• **SELECTED EXCERPT**:
◆ ◆ ◆ ◆ ◆ ◆ ◆

Hello! It’s me again! Another year has passed in which I’ve been terrible at blogging, but I’ve still been writing, and this blog is mainly for myself anyway. 🙂

Anyway, I’ve found that blogging annual resolutions has actually been a helpful guide for me going into the upcoming year. This is something I’m going to continue doing, since it also allows me the headspace for self-reflection, which I’m trying to do more of.

With that in mind, here’s a recap of my 2017 resolutions:

1.  Floss daily.
DONE. It’s often been a pain, and means I’ve gone to bed a lot later than I could’ve, but there have only been a handful of days when I haven’t flossed. I think that was because I had run out of floss. The dentist told me that not flossing led to the development of cavities between my teeth that required fillings, so that’s reason enough for me to continue with it. I really wish flossing made my teeth look better, but having healthy gums is cool too, I guess. Next year’s resolution: STILL FLOSS EVERY DAY.

◆ ◆ ◆ ◆ ◆ ◆ ◆

• **INFORMATION SUPPLIED**:
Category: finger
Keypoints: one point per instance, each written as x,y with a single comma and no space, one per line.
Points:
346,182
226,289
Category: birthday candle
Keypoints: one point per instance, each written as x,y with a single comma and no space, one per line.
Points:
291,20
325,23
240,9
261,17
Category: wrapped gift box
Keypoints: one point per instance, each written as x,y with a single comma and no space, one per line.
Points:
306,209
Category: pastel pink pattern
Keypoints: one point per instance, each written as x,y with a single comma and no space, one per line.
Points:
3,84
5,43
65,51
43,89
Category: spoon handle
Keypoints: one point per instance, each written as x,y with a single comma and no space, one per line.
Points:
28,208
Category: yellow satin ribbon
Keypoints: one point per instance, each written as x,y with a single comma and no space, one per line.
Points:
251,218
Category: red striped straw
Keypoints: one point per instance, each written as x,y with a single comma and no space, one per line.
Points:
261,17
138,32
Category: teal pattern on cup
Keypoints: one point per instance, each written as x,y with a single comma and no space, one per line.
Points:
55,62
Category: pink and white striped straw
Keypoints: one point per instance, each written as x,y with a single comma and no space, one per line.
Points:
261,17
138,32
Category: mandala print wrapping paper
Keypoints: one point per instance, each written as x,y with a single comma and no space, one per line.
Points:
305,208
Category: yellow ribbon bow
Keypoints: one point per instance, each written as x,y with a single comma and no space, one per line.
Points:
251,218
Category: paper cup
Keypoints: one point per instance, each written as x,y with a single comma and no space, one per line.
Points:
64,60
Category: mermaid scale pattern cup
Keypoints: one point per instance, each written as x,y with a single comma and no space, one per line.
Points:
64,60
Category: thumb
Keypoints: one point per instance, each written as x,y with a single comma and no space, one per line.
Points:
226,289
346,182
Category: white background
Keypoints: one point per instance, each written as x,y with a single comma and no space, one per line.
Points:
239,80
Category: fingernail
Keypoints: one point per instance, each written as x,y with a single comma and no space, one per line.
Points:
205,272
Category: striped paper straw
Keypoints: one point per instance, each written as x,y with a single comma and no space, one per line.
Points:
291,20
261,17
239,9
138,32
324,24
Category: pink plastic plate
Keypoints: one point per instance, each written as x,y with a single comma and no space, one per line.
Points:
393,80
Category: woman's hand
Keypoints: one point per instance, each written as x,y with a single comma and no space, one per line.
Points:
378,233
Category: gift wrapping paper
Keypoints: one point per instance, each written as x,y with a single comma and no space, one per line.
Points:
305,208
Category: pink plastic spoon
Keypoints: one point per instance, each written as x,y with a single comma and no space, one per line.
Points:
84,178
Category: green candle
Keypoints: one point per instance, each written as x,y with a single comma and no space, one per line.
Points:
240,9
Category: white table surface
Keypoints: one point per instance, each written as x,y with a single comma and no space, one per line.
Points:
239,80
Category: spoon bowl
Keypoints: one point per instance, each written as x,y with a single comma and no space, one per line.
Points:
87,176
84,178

◆ ◆ ◆ ◆ ◆ ◆ ◆

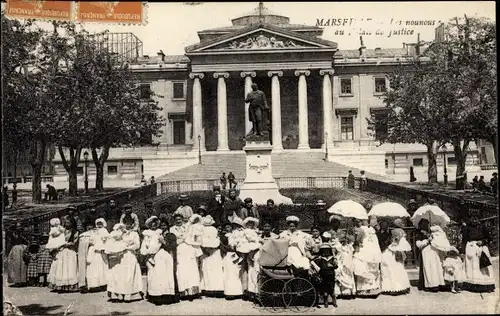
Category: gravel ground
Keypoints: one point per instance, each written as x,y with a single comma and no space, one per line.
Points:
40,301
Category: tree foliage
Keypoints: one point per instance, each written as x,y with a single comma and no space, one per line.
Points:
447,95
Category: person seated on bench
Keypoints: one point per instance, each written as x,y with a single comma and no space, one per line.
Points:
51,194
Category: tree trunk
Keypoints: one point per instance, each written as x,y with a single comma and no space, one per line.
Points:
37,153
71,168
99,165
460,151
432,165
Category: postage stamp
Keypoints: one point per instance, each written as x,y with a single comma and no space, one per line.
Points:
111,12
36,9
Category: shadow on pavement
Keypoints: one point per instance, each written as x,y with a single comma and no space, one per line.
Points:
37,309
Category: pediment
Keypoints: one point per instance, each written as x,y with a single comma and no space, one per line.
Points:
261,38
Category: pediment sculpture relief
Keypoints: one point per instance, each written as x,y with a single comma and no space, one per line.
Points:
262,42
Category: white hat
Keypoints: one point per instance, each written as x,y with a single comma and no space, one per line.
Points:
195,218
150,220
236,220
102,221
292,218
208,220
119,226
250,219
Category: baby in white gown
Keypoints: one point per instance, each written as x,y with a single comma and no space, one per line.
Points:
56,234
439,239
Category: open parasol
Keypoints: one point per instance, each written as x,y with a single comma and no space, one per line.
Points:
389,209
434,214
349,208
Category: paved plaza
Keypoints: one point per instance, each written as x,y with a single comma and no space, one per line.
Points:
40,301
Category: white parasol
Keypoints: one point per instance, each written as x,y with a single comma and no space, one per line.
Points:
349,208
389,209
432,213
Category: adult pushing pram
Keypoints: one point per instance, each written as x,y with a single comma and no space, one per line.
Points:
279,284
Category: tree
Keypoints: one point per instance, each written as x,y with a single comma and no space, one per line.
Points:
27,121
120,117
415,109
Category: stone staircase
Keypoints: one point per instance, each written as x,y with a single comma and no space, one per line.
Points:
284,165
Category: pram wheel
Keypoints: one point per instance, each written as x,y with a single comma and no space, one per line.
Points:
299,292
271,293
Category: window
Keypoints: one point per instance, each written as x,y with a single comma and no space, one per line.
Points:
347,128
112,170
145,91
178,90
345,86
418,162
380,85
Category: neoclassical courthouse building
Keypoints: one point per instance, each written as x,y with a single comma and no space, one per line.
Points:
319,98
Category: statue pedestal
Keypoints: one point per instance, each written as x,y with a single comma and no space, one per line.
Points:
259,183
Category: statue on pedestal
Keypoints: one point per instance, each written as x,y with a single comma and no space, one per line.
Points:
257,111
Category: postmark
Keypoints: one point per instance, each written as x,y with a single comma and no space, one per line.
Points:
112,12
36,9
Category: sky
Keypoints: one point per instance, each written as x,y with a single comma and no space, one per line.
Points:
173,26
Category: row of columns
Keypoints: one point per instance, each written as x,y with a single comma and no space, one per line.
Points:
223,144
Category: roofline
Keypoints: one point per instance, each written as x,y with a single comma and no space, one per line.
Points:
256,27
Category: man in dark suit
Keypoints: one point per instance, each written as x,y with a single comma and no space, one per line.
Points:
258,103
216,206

◆ ◆ ◆ ◆ ◆ ◆ ◆

• **PROBLEM A**:
According to the blog post, what did the dentist say not flossing led to?
• **PROBLEM B**:
How would you put this sentence from the blog post into Spanish: "I really wish flossing made my teeth look better, but having healthy gums is cool too, I guess."?

• **EXPECTED ANSWER A**:
Cavities between the teeth that required fillings.

• **EXPECTED ANSWER B**:
Ojalá usar hilo dental hiciera que mis dientes se vieran mejor, pero tener encías sanas también está genial, supongo.